WRITTEN INSTRUCTION – Copy the listing lines beginning with the line that contains "Task: locate the stone shield." and going on through the line that contains "column 288, row 79", changing "stone shield" to "bronze shield" and leaving all else unchanged.
— begin —
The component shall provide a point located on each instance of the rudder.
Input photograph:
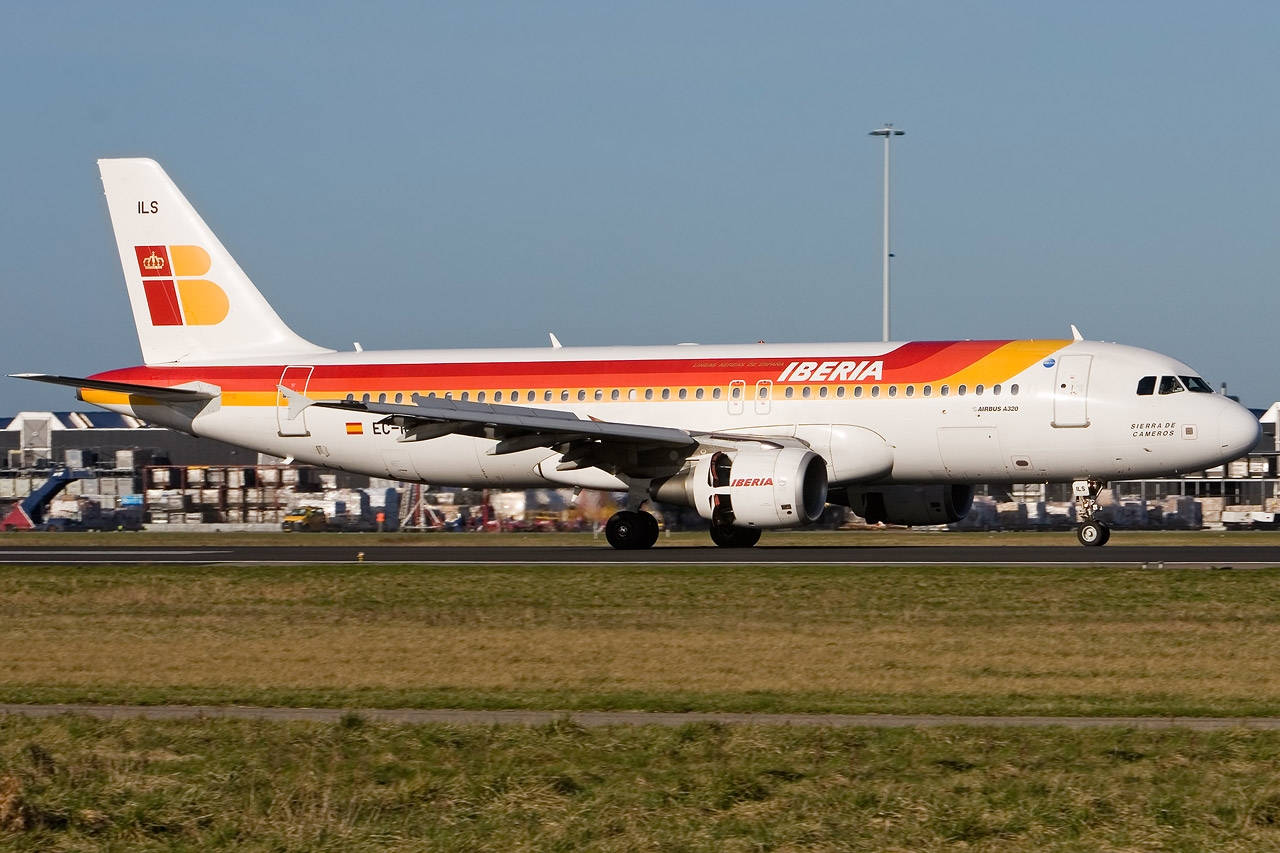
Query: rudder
(191, 300)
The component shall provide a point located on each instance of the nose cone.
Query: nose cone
(1237, 429)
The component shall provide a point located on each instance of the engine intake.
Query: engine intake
(772, 488)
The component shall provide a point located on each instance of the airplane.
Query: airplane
(753, 437)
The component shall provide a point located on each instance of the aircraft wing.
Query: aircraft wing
(155, 392)
(638, 450)
(515, 427)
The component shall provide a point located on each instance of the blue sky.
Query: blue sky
(480, 173)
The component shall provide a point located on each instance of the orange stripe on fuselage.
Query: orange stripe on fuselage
(917, 363)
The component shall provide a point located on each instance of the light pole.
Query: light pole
(888, 131)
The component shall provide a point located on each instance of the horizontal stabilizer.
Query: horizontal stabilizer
(155, 392)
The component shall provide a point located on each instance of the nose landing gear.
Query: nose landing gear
(1088, 532)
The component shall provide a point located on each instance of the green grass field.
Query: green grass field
(1056, 641)
(77, 784)
(743, 638)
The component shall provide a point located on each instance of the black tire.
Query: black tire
(649, 525)
(1092, 534)
(627, 530)
(730, 537)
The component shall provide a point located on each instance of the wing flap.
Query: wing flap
(511, 422)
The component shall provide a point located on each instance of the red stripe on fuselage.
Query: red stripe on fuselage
(923, 361)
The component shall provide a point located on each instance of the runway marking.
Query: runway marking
(593, 719)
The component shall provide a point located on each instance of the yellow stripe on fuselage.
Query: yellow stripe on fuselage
(1004, 363)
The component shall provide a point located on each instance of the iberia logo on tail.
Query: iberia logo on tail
(176, 293)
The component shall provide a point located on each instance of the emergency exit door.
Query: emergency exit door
(1072, 391)
(295, 379)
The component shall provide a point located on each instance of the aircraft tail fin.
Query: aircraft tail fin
(191, 300)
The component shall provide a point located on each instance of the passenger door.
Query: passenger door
(1072, 391)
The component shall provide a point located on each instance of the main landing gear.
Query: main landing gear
(1088, 532)
(631, 530)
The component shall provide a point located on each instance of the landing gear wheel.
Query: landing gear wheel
(631, 530)
(1092, 533)
(727, 537)
(650, 529)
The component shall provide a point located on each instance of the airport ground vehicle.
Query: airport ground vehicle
(310, 519)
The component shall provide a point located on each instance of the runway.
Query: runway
(1211, 556)
(593, 719)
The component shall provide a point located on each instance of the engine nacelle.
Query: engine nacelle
(908, 503)
(757, 488)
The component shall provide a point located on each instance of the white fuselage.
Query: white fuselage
(1070, 413)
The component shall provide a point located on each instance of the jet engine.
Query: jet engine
(908, 503)
(752, 488)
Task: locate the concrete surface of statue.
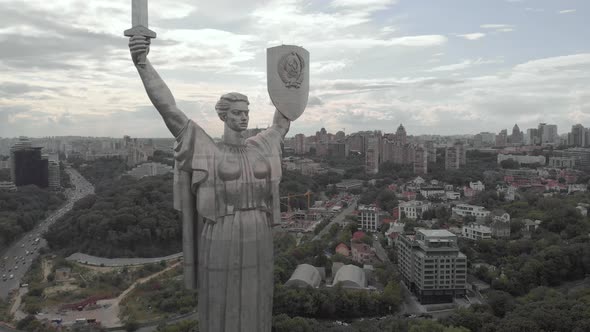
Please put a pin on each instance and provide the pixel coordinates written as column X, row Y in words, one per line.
column 228, row 194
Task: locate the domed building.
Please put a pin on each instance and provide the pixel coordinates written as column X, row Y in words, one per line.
column 305, row 275
column 350, row 276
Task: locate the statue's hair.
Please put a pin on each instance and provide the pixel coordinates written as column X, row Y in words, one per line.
column 225, row 101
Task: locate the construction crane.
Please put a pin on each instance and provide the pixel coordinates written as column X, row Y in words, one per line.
column 289, row 196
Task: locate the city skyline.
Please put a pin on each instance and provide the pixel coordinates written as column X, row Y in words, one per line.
column 438, row 69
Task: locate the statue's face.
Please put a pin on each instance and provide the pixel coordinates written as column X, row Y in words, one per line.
column 237, row 117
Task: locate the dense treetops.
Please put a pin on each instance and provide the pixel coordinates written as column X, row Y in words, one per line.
column 20, row 211
column 129, row 218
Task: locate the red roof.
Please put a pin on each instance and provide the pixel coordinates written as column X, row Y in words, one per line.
column 358, row 235
column 342, row 246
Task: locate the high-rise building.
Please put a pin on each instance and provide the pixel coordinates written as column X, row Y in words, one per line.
column 532, row 137
column 455, row 156
column 517, row 135
column 54, row 179
column 420, row 160
column 431, row 265
column 28, row 166
column 373, row 153
column 369, row 217
column 578, row 137
column 338, row 150
column 431, row 150
column 357, row 142
column 547, row 134
column 401, row 136
column 502, row 138
column 300, row 146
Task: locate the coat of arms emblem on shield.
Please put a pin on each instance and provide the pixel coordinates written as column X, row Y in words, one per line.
column 291, row 68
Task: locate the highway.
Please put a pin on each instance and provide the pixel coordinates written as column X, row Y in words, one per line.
column 118, row 262
column 16, row 260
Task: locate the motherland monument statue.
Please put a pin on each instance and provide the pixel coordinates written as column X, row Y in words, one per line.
column 228, row 192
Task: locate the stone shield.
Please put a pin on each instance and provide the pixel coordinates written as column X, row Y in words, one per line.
column 288, row 79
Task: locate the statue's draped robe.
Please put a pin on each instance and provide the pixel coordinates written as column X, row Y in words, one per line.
column 236, row 193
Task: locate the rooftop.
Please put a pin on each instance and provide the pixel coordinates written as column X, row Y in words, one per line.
column 436, row 232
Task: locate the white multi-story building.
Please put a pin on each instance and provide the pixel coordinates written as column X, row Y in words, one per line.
column 413, row 209
column 477, row 186
column 432, row 266
column 476, row 232
column 369, row 218
column 453, row 195
column 54, row 175
column 522, row 159
column 432, row 191
column 465, row 210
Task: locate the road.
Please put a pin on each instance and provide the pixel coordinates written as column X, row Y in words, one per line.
column 339, row 219
column 16, row 259
column 117, row 262
column 380, row 251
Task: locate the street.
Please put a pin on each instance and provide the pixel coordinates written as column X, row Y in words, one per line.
column 339, row 219
column 101, row 261
column 16, row 259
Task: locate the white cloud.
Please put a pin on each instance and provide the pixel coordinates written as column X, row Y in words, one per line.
column 355, row 4
column 321, row 67
column 464, row 65
column 498, row 27
column 473, row 36
column 567, row 11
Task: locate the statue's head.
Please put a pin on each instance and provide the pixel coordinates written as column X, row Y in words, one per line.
column 232, row 109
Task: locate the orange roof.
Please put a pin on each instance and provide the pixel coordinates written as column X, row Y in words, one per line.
column 342, row 245
column 358, row 235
— end —
RESPONSE –
Task: locate the bronze shield.
Please put a pin on each instance and provide the pixel coordinates written as column X, row Y in words, one per line.
column 288, row 79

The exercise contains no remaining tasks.